What you are asked to do —
List every function called in the code lines of the EEOF excerpt below, giving each name once.

Excerpt —

EEOF: Extended Empirical Orthogonal Analysis Examples

Shikha Singh (Scientist, Indian Institute of Tropical Meteorology, Pune, India) has suggested multiple methods for combining different variables with common dimensionality: (time,lat,lon).

For simplicity, two variables (var1, var2) with dimensionality (ntim,nlat,mlon) are used to illustrate the T-mode approach. Generally for climate, it is assumed that the variables contain anomalies from the mean annual cycle. Because the anomaly variables may have different variances, normalized values should be input to the function. Specifically:

  var1 = ...anomalies...
  var2 = ...anomalies...

  dimv = dimsizes(var1)
  ntim = dimv(0)
  nlat = dimv(1)
  mlon = dimv(2) 

  std1 = dim_stddev_n(var1,0)  ; local (grid point, station)  standard deviations
  std2 = dim_stddev_n(var2,0)
or
  std1 = stddev(var1)           ; overall (field) standard deviation
  std2 = stddev(var2)

  nvar = 2
                    ; T-mode
                    ; 0  ,  1  ,  2  ,  3   ;  dimension numbers
  new_data = new((/nvar, ntim, nlat, mlon/), typeof(var1),getFillValue(var1))
  new_data(0,:,:,:) =  var1/std1
  new_data(1,:,:,:) =  var2/std2

  NEW_DATA = reshape(new_data,(/2*ntim,nlat,mlon/))
  printVarSummary(NEW_DATA)

Stored rows —
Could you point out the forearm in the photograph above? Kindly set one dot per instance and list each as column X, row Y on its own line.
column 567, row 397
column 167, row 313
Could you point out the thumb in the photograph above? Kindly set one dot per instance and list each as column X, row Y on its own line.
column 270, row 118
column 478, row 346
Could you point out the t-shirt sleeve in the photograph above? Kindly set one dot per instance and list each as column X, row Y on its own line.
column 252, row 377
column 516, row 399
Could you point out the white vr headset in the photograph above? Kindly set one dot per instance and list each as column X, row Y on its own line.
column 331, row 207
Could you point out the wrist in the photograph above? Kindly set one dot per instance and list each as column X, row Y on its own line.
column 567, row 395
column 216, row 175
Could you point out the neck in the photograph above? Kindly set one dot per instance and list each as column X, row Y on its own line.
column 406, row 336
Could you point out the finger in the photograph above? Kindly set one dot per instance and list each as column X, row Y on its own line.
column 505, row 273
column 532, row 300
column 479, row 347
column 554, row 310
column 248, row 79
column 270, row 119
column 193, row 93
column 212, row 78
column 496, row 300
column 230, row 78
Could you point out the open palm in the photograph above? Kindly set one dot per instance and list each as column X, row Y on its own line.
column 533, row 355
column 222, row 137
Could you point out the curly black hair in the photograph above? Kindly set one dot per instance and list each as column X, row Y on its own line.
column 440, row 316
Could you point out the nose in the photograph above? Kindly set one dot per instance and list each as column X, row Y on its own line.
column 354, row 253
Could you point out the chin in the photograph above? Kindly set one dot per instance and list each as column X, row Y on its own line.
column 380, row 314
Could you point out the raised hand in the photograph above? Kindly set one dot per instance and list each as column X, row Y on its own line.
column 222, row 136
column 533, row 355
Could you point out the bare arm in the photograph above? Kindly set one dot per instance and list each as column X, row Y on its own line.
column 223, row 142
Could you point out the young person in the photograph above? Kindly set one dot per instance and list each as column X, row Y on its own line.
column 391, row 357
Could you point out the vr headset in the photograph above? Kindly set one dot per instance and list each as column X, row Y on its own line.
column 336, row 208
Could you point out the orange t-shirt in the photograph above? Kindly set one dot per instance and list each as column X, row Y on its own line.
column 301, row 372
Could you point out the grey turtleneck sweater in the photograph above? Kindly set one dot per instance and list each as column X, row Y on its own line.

...

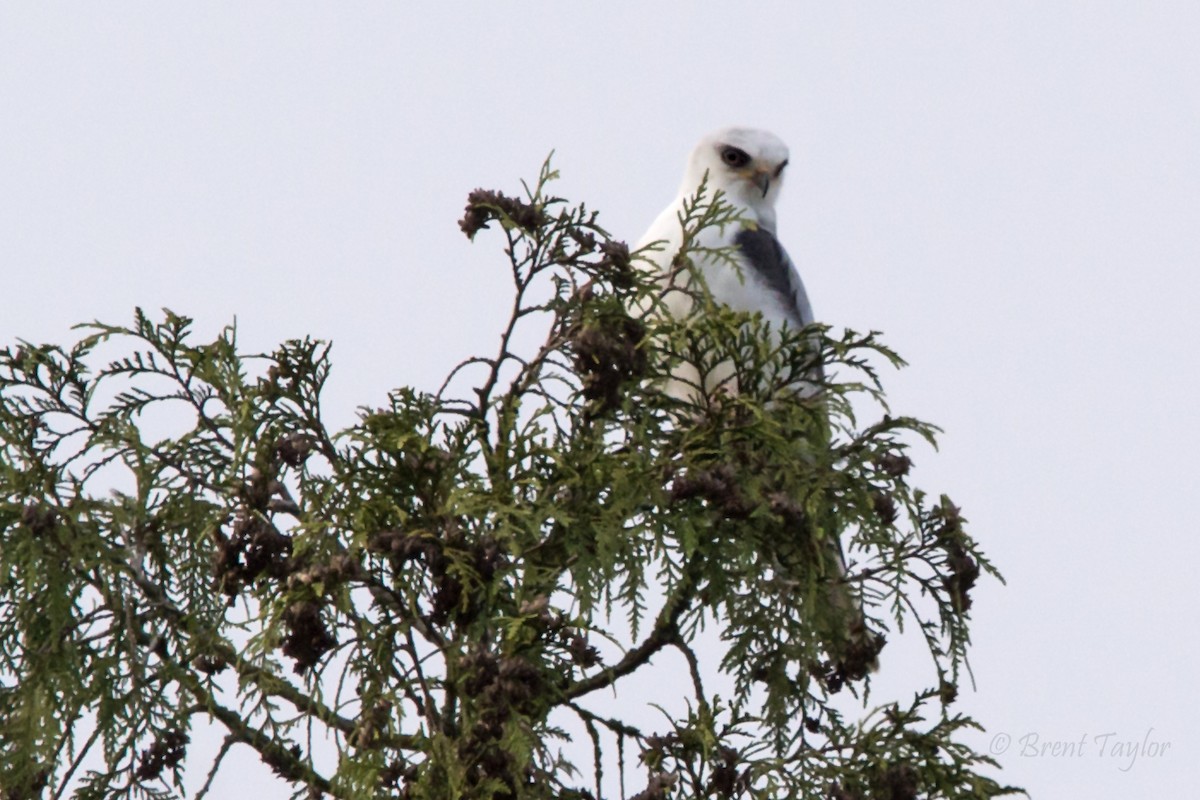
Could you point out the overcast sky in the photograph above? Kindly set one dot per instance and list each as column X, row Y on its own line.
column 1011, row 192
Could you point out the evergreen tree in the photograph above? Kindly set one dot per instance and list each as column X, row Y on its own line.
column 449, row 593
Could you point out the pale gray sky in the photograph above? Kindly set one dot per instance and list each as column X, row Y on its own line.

Output of the exercise —
dimsizes, dim_stddev_n, stddev, new, typeof, getFillValue, reshape, printVarSummary